Please return every line in the listing below that contains the word "white", each line in full.

(A block of data)
☆ ☆ ☆
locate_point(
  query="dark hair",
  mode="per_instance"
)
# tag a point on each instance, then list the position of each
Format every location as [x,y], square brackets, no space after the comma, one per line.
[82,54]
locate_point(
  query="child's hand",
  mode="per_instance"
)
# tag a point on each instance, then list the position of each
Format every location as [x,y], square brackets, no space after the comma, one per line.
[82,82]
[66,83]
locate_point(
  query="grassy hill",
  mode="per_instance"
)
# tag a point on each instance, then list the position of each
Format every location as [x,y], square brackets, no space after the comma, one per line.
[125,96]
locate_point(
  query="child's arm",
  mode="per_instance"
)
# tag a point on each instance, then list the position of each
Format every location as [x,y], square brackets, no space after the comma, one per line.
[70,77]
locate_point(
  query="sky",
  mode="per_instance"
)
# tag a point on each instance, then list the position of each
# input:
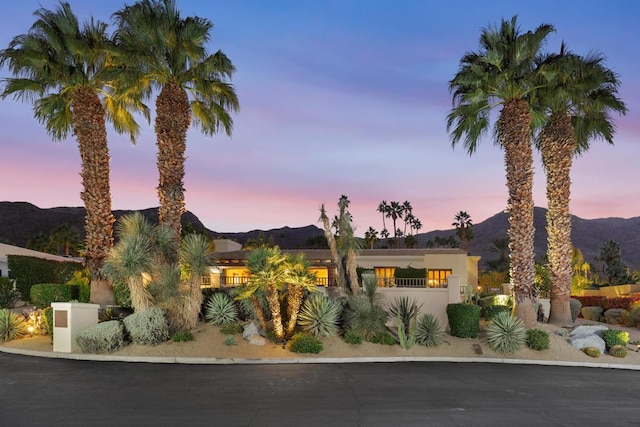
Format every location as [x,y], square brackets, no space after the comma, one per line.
[340,97]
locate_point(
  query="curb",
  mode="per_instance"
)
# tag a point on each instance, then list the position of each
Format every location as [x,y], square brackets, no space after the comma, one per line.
[310,360]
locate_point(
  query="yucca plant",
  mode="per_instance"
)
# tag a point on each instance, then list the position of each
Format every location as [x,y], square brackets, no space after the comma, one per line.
[220,309]
[12,325]
[320,316]
[506,333]
[429,332]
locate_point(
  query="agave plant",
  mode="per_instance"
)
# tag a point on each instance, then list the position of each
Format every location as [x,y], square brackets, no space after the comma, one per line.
[220,309]
[506,333]
[319,316]
[12,325]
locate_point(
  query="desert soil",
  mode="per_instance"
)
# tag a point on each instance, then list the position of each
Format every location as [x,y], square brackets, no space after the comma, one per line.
[209,342]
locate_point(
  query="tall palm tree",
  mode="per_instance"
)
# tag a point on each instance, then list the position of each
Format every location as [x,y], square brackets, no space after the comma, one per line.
[579,105]
[161,50]
[62,67]
[503,73]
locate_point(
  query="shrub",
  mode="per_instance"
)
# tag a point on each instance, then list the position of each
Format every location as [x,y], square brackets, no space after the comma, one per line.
[351,337]
[12,325]
[320,316]
[147,327]
[464,320]
[613,337]
[220,309]
[231,328]
[591,312]
[506,333]
[429,331]
[575,306]
[183,335]
[104,337]
[489,312]
[43,294]
[305,343]
[618,351]
[9,295]
[537,339]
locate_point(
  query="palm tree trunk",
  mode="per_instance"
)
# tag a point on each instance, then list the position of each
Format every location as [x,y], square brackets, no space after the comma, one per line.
[173,118]
[558,147]
[91,133]
[515,138]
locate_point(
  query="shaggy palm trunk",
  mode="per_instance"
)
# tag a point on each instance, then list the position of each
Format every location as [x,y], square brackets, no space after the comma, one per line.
[295,294]
[91,133]
[274,307]
[515,138]
[558,147]
[173,118]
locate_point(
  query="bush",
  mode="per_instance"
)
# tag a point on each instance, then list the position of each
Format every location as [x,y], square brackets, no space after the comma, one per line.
[182,336]
[618,351]
[591,313]
[147,327]
[575,306]
[613,337]
[429,332]
[351,337]
[320,316]
[506,333]
[231,328]
[464,320]
[12,325]
[9,295]
[103,337]
[220,309]
[537,339]
[489,312]
[305,343]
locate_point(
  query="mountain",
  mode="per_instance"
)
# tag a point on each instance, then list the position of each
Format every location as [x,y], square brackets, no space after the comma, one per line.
[22,221]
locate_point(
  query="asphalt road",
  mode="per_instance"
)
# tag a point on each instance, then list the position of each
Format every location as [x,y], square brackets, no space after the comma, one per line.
[56,392]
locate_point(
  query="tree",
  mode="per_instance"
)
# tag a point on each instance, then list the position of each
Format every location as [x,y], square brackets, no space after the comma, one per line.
[464,228]
[578,105]
[503,72]
[62,67]
[157,48]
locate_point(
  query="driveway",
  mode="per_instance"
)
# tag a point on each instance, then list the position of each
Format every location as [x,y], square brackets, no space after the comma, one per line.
[58,392]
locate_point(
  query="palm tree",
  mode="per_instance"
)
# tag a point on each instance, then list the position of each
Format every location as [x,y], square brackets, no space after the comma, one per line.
[579,105]
[159,49]
[61,66]
[503,73]
[464,228]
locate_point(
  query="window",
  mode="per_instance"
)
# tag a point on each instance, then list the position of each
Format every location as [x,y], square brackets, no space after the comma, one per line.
[438,278]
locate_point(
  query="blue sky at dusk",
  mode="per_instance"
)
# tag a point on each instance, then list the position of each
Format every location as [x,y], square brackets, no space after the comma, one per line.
[340,97]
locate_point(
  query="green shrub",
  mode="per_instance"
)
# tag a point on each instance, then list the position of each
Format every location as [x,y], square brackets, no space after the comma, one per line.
[231,328]
[429,331]
[12,325]
[506,333]
[575,306]
[220,309]
[104,337]
[351,337]
[43,294]
[537,339]
[183,335]
[464,320]
[383,338]
[305,343]
[618,351]
[147,327]
[490,311]
[9,295]
[320,316]
[613,337]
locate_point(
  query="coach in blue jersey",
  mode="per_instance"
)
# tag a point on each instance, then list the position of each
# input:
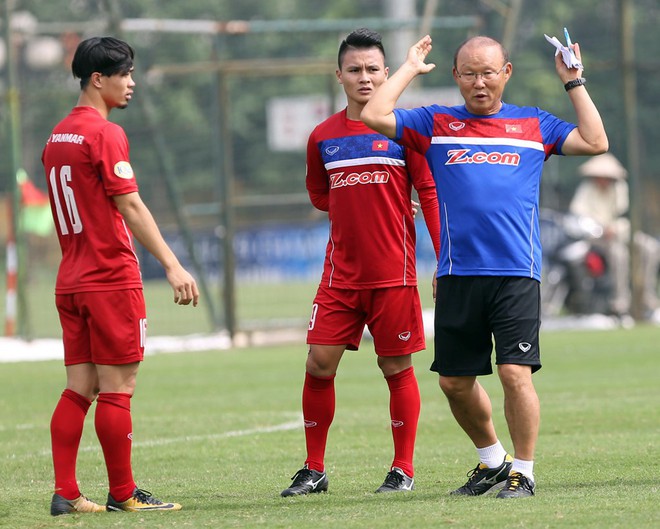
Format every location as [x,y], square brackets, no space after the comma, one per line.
[487,157]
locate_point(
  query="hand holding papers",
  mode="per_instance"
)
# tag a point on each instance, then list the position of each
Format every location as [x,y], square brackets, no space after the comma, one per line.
[567,53]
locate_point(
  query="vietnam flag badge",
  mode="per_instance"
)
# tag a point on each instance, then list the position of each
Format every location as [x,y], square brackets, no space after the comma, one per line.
[380,145]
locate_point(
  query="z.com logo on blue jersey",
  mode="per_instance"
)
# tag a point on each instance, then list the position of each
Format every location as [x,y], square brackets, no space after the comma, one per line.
[462,156]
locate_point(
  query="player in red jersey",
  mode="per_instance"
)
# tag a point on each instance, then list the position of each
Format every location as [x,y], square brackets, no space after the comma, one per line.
[97,210]
[364,181]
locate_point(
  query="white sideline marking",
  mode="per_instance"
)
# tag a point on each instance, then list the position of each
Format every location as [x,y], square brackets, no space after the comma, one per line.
[291,425]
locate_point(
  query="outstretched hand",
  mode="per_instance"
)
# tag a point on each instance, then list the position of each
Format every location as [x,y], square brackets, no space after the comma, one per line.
[417,55]
[184,286]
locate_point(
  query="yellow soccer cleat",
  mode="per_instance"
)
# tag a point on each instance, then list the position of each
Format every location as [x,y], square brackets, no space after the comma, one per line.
[141,500]
[60,505]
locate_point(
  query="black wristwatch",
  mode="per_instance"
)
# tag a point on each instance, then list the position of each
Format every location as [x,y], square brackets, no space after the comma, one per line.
[575,82]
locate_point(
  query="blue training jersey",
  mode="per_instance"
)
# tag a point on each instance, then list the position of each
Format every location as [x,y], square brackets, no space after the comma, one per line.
[487,171]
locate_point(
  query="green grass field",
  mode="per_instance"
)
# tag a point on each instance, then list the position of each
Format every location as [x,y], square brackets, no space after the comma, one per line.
[220,433]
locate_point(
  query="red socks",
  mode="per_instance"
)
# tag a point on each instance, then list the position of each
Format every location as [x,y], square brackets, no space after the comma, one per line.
[318,412]
[66,428]
[114,428]
[405,405]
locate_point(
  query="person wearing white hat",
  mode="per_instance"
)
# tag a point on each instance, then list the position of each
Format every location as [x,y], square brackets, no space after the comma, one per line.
[603,196]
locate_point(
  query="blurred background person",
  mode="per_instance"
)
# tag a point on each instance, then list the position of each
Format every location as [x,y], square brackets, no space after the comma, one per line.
[603,197]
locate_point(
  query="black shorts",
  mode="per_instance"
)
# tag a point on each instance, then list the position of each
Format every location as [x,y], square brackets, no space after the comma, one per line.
[471,311]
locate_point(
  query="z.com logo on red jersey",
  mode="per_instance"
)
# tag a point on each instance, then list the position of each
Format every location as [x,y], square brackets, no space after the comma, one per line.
[461,156]
[353,179]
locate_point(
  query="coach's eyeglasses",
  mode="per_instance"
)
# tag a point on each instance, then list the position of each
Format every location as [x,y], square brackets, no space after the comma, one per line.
[488,75]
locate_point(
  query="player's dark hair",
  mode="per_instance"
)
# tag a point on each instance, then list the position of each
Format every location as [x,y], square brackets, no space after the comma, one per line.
[360,39]
[484,41]
[105,55]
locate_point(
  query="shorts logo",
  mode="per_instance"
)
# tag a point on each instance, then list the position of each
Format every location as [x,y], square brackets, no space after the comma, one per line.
[124,170]
[331,151]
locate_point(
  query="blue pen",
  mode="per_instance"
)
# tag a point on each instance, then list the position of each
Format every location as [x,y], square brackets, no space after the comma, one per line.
[568,41]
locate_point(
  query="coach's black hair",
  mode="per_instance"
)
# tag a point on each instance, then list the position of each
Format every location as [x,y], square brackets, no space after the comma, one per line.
[484,41]
[105,55]
[360,39]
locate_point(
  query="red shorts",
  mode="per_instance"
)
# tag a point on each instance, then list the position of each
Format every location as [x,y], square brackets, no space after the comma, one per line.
[393,315]
[107,328]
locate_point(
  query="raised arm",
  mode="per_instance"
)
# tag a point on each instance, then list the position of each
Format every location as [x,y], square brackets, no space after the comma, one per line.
[378,112]
[589,137]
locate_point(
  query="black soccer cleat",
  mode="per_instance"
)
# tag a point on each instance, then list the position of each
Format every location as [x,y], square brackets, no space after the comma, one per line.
[483,479]
[517,486]
[141,500]
[396,481]
[306,481]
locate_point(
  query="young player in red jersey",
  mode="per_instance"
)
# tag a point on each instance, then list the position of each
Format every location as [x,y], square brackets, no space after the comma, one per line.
[364,181]
[97,210]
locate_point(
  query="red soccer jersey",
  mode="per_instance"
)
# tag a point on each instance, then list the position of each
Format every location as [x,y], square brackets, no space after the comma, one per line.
[86,162]
[364,180]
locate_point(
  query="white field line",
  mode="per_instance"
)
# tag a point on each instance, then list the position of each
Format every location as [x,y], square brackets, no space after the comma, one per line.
[291,425]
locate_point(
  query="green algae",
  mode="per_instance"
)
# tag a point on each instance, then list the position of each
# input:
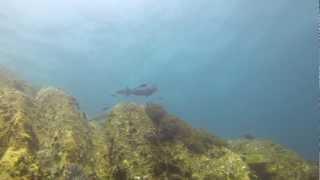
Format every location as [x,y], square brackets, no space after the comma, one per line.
[44,135]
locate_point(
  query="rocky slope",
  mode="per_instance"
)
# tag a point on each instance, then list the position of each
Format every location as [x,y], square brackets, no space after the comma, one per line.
[44,135]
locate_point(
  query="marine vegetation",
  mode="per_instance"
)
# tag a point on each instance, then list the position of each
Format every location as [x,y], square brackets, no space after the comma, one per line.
[44,135]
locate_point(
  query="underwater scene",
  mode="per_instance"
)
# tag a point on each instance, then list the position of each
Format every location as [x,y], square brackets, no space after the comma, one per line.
[159,90]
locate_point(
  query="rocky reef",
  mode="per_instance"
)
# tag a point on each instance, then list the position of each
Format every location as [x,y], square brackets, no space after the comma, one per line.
[44,135]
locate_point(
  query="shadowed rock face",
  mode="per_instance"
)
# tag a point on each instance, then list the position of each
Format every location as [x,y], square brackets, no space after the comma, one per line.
[44,135]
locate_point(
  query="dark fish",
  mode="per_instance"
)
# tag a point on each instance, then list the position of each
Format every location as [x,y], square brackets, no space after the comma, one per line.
☆ ☆ ☆
» TASK RESULT
  query="white sideline marking",
  query="person wearing white hat",
  query="white field line",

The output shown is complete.